--- Work to complete ---
Copy everything from the line containing "like x=34, y=169." down to the end of the material, changing "vanity cabinet" to "storage cabinet" and keeping every other word the same.

************

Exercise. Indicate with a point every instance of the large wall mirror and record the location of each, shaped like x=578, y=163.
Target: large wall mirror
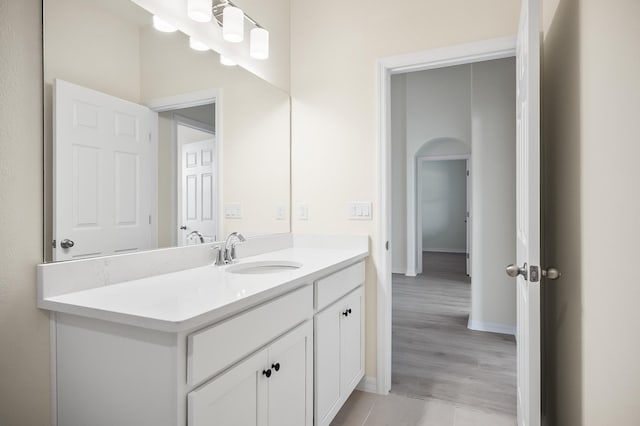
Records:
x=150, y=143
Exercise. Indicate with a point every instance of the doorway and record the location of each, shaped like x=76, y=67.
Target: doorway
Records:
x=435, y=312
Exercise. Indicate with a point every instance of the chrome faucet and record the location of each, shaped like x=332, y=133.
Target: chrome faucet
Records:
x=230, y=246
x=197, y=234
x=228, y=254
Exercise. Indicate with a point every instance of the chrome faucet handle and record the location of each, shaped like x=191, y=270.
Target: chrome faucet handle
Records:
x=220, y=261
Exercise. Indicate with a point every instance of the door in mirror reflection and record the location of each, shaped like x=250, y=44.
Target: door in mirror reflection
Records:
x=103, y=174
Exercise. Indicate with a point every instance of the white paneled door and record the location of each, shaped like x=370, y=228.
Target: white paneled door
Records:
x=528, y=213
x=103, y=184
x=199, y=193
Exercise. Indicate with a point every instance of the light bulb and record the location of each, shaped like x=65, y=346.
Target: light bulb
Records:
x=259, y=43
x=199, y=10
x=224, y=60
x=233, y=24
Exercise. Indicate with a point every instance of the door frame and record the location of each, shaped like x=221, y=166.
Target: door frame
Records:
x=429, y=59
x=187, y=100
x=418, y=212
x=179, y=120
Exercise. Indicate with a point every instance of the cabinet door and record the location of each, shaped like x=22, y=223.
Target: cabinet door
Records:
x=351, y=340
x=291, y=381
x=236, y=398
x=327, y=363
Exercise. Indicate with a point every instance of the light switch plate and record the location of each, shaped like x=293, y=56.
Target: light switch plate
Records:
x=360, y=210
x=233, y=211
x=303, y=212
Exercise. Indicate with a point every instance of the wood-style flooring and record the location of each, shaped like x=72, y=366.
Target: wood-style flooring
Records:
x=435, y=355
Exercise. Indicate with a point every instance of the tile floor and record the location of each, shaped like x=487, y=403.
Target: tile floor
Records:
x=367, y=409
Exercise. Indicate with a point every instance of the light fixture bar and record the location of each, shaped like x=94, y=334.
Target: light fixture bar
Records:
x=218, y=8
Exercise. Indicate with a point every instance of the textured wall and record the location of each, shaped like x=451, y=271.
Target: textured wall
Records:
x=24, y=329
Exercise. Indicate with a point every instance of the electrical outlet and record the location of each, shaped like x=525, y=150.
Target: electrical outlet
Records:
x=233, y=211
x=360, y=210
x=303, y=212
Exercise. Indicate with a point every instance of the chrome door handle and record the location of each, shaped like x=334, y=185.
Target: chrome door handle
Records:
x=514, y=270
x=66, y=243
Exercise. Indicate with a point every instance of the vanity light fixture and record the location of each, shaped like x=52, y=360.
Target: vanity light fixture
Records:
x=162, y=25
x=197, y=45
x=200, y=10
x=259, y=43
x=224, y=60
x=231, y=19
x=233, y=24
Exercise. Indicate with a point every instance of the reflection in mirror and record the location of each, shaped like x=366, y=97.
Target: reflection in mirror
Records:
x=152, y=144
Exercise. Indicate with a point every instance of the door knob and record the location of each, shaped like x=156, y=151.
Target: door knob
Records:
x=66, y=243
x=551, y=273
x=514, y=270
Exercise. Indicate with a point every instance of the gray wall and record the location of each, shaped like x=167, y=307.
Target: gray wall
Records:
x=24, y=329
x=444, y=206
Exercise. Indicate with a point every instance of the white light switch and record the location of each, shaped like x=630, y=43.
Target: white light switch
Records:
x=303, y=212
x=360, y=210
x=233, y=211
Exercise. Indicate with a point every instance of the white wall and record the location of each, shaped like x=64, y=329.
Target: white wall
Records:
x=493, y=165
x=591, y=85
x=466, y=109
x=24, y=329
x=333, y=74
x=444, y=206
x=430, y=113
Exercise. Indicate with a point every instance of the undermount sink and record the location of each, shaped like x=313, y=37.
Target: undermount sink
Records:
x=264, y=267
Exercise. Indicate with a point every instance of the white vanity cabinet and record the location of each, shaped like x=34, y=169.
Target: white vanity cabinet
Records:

************

--- Exercise answer ---
Exercise. Indicate with a point every instance of the white storage cabinet and record the location of each, shaped like x=34, y=169.
Target: white storage cabinet
Records:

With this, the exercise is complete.